- **Task requirements**:
Scan the records for the line containing "the camouflage uniform."; extract it and all later lines, verbatim, through the end, and nothing before it.
══════
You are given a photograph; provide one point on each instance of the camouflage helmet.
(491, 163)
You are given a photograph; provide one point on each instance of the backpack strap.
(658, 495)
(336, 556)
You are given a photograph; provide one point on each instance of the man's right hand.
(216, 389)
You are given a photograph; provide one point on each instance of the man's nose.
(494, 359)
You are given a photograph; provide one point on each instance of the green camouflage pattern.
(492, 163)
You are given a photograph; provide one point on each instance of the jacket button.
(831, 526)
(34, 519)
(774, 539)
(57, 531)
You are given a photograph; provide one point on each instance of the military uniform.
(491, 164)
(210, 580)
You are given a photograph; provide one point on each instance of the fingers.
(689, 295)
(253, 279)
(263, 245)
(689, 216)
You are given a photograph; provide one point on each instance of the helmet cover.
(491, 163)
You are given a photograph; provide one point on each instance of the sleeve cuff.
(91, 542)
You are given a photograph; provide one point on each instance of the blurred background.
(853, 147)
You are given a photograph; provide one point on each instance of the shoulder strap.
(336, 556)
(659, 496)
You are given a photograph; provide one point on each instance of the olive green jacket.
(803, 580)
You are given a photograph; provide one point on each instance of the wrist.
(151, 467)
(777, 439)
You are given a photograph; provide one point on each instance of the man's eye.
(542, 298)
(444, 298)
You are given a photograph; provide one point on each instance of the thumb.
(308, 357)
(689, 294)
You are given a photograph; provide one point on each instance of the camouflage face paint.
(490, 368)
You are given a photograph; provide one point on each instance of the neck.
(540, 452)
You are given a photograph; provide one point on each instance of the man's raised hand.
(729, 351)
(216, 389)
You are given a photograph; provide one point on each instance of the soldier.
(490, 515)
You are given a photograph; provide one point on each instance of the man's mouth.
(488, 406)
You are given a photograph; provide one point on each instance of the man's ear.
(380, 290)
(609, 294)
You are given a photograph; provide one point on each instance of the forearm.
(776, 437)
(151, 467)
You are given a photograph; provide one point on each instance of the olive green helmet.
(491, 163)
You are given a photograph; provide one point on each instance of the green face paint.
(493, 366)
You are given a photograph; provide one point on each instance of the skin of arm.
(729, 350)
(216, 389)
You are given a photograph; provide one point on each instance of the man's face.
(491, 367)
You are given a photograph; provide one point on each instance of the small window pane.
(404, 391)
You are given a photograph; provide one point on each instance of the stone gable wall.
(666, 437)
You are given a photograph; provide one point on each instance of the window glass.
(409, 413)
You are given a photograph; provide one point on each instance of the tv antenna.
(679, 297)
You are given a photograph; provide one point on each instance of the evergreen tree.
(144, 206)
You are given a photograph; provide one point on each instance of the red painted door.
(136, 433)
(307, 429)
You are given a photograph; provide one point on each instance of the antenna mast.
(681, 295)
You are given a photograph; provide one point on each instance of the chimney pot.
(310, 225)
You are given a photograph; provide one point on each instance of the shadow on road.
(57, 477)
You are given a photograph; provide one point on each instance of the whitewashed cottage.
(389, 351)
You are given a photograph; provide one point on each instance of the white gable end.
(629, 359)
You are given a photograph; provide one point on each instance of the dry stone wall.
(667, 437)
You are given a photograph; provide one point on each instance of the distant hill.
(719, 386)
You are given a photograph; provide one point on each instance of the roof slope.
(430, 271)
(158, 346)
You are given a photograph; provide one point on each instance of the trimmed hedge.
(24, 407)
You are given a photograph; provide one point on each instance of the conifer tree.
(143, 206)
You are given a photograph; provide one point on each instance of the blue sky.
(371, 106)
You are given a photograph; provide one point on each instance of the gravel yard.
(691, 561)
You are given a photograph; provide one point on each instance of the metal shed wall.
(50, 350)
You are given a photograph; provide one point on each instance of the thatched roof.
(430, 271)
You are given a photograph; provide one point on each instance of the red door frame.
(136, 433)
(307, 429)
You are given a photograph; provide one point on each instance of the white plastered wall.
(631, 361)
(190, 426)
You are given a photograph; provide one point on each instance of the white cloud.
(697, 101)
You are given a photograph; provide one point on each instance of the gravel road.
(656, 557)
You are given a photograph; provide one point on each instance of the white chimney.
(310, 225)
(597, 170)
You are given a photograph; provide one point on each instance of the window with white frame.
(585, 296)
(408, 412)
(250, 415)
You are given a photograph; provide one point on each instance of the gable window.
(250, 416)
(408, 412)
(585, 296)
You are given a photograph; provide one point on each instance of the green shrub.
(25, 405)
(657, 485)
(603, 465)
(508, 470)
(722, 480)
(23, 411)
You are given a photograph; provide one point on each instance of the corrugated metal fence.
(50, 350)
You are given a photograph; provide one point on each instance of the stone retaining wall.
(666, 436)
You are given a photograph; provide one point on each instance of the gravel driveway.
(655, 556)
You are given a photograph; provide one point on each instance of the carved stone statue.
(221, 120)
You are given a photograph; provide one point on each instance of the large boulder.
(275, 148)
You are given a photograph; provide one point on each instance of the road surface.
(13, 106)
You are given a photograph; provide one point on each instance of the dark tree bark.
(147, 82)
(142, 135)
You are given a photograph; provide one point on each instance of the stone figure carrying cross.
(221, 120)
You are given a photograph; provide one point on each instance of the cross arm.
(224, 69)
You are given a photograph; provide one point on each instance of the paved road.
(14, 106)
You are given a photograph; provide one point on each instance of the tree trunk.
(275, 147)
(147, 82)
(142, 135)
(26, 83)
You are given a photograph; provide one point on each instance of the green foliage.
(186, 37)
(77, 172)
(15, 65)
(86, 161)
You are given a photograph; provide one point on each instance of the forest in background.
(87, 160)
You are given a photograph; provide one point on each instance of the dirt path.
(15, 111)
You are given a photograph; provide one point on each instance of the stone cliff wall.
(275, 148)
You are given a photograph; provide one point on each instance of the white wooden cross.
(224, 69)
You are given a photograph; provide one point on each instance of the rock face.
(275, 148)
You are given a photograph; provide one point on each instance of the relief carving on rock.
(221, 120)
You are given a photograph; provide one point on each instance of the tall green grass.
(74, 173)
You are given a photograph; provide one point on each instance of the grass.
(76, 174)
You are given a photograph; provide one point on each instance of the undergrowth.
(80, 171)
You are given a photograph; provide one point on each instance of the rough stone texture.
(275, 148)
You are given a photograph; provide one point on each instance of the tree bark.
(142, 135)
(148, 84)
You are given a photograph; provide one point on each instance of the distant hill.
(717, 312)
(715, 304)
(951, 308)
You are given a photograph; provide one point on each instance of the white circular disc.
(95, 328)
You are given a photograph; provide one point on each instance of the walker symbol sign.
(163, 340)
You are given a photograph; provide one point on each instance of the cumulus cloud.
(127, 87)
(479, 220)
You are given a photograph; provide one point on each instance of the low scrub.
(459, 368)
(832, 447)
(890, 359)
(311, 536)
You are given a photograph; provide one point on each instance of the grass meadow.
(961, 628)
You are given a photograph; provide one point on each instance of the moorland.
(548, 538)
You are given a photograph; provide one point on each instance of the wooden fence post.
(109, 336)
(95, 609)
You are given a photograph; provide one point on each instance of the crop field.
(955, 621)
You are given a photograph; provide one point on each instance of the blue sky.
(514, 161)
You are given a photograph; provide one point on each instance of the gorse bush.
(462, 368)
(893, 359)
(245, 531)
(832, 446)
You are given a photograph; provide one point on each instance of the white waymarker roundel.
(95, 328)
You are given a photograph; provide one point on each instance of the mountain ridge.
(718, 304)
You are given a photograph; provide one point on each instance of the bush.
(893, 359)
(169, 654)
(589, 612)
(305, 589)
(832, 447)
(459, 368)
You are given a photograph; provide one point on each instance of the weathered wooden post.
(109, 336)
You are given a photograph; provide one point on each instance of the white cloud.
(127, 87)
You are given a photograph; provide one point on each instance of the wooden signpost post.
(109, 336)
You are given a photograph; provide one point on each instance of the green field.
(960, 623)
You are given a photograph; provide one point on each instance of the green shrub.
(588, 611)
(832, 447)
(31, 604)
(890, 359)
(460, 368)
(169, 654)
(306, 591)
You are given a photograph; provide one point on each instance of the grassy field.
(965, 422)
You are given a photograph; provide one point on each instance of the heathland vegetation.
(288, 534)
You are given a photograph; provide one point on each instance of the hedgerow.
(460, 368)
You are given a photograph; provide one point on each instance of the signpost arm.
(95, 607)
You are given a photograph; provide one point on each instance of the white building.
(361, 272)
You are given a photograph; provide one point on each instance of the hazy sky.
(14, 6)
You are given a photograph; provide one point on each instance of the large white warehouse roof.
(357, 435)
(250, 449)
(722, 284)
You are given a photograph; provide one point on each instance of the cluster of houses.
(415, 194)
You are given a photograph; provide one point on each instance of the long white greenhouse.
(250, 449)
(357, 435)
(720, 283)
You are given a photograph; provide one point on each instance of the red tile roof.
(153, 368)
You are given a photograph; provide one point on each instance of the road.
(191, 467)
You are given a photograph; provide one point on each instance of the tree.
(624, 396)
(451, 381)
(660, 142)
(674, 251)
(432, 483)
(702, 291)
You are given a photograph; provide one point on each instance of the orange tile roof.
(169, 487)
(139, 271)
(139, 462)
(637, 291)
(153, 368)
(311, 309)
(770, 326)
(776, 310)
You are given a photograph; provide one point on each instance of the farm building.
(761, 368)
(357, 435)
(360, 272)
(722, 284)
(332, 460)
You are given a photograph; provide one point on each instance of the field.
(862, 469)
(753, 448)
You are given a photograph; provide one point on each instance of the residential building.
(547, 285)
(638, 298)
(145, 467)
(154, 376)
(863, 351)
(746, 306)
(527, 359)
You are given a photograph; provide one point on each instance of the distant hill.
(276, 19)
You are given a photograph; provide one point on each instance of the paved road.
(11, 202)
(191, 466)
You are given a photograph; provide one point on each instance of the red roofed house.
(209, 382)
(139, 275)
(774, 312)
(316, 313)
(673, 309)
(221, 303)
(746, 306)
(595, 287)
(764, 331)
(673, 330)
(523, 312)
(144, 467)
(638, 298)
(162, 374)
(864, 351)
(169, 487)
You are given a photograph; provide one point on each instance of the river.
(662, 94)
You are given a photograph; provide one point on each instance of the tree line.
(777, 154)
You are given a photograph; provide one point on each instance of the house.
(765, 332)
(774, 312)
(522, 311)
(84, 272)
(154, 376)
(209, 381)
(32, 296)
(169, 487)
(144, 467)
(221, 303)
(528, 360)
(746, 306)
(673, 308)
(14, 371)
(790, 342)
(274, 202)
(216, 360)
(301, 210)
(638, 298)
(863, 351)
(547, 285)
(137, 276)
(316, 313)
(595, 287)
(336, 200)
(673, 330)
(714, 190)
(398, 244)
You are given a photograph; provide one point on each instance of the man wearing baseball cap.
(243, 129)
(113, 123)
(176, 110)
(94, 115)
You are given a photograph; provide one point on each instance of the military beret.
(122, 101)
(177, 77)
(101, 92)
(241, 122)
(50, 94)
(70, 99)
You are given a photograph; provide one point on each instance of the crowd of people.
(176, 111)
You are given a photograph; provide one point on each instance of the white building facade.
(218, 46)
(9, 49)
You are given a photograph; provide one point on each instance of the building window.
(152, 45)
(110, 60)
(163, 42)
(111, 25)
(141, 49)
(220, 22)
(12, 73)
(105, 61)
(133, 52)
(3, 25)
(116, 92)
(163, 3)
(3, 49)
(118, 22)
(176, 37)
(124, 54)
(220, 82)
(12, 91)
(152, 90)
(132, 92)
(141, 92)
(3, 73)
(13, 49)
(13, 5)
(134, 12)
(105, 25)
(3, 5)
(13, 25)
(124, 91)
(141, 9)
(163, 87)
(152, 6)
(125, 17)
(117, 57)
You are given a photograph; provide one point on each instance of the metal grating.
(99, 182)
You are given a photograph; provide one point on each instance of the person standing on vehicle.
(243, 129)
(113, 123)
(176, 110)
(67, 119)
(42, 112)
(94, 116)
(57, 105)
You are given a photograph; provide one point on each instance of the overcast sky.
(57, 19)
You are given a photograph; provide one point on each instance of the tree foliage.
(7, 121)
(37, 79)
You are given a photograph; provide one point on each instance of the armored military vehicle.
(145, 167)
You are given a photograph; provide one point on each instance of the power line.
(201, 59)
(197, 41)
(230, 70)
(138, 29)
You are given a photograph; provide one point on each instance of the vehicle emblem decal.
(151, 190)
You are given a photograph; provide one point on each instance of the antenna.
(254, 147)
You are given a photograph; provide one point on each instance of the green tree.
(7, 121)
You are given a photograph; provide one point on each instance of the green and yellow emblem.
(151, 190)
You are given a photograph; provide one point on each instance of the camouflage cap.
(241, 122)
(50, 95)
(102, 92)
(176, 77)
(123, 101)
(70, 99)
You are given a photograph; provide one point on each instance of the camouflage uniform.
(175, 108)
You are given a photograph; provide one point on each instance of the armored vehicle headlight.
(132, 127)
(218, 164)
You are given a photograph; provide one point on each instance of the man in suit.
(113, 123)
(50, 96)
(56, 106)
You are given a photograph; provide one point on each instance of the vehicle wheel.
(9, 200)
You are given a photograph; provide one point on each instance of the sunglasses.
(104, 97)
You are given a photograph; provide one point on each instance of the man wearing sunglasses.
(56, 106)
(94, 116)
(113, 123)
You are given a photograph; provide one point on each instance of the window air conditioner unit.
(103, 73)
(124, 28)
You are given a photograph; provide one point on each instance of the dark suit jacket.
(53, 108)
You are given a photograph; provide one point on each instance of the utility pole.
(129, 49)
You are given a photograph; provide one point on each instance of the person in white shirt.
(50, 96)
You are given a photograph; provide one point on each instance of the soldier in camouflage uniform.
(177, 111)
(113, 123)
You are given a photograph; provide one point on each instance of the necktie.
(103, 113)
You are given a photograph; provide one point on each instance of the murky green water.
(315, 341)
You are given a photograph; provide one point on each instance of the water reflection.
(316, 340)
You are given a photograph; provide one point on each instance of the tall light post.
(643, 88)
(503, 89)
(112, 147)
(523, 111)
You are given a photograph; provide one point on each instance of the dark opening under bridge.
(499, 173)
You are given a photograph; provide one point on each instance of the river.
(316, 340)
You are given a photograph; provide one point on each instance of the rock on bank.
══════
- **Solution**:
You are given a photograph; provide one point on each instance of the camouflage uniform.
(175, 108)
You are given a photograph; provide one point on each instance of the armored vehicle headlight.
(132, 127)
(218, 164)
You are given a photograph; provide one point on each instance of the man in suit.
(113, 123)
(50, 96)
(56, 106)
You are given a photograph; provide one point on each instance of the vehicle wheel.
(9, 200)
You are given a photograph; provide one point on each instance of the sunglasses.
(104, 97)
You are given a photograph; provide one point on each instance of the man wearing sunglasses.
(56, 106)
(94, 116)
(113, 123)
You are given a photograph; provide one point on each instance of the window air conditioner unit.
(103, 73)
(124, 28)
You are given a photograph; provide one point on each instance of the dark suit jacket.
(53, 108)
You are given a photograph; provide one point on each instance of the utility pole.
(129, 49)
You are given a photograph; provide one point on each instance of the person in white shirt.
(50, 96)
You are given a photograph; provide one point on each instance of the soldier in camouflage uniform.
(177, 111)
(113, 123)
You are given a photograph; provide one point on each instance of the necktie.
(103, 113)
You are given a photograph; provide one point on each instance of the murky green water.
(315, 341)
You are given a photograph; provide one point on each instance of the water reflection.
(316, 340)
You are given a photograph; provide one point on each instance of the tall light post.
(643, 88)
(503, 89)
(112, 147)
(523, 111)
You are given a photograph; provide one point on each instance of the dark opening under bridge.
(499, 173)
You are given a photograph; provide one point on each instance of the river.
(316, 340)
You are given a photograph; provide one point on each instance of the rock on bank.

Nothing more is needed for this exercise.